* **Study text**:
Article 135 of the Code of Criminal Procedure and Article 19 of the Regulations on Apprehension, Custody and Taking of Statements provide that if the accused is not in a position to appoint a lawyer, he may receive legal assistance from a lawyer appointed by the bar association.

 

The fifth paragraph of the Form on Suspects’ and Accused Persons’ Rights and Section D. of the custody register on “Procedures Concerning the Accused” set out detained persons’ right to request a lawyer; the person is notified of this right and signs to that effect.

 

If the detained person does not wish to exercise this right, it is considered appropriate for him to fill out the relevant entry – Sub-section 7 “Signed statement by accused/suspect requesting a lawyer” of Section D. of the custody register on “Procedures concerning the accused” – in his own handwriting, stating “I do not want a lawyer”, and to add his signature.

 

However, various scientific studies point to a misconception that accepting legal assistance indicates that the apprehended suspect or accused accepts his/her guilt.

 

A table drawn up by the Ministry of the Interior, Directorate General of Security, showing the number of persons taken into custody for State Security Court offences who had interviews with lawyers in 2003 and up to March 2004 is reproduced in Appendix 1.

 

 

Paragraph 25

 

[Suspects’ Rights Form]:

 

Article 6, paragraph 5 of the Regulations on Apprehension, Custody and Taking of Statements provides that “during apprehension, irrespective of the nature of the offence, the person shall immediately be informed, in writing in all cases and orally if this is not immediately possible, of the reason for apprehension, the allegations against him and his right to remain silent and to have access to a lawyer”.

 

Paragraph 8 of the same article provides that suspects shall be given a completed and signed copy of the “Form on Suspects’ and Accused Persons’ Rights” indicating that they have been informed of their rights in writing and have understood them, and assigns law enforcement officials responsibility for this.

 

The regulations, including these forms, which have been electronically circulated, will be printed in handbook form and distributed to the personnel concerned.

 

The Suspects’ Rights Form has been translated into 11 languages and the translated texts are to be found in the units concerned.  Detained persons are given a copy of the form.  In addition, illiterate persons are orally informed of their rights and this is continuously monitored by line managers.

* **Collected data**:
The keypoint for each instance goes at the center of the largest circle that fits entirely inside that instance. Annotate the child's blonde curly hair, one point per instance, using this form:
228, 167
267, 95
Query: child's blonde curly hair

* **Exercises to complete**:
1 – In the text on suspects' rights, into how many languages has the Suspects' Rights Form been translated?
2 – Repeat the part of the text on suspects' rights that begins at the words "Article 135 of" and stops after "to that effect.".

* **Task results**:
1 – 11 languages.

2 –
Article 135 of the Code of Criminal Procedure and Article 19 of the Regulations on Apprehension, Custody and Taking of Statements provide that if the accused is not in a position to appoint a lawyer, he may receive legal assistance from a lawyer appointed by the bar association.

 

The fifth paragraph of the Form on Suspects’ and Accused Persons’ Rights and Section D. of the custody register on “Procedures Concerning the Accused” set out detained persons’ right to request a lawyer; the person is notified of this right and signs to that effect.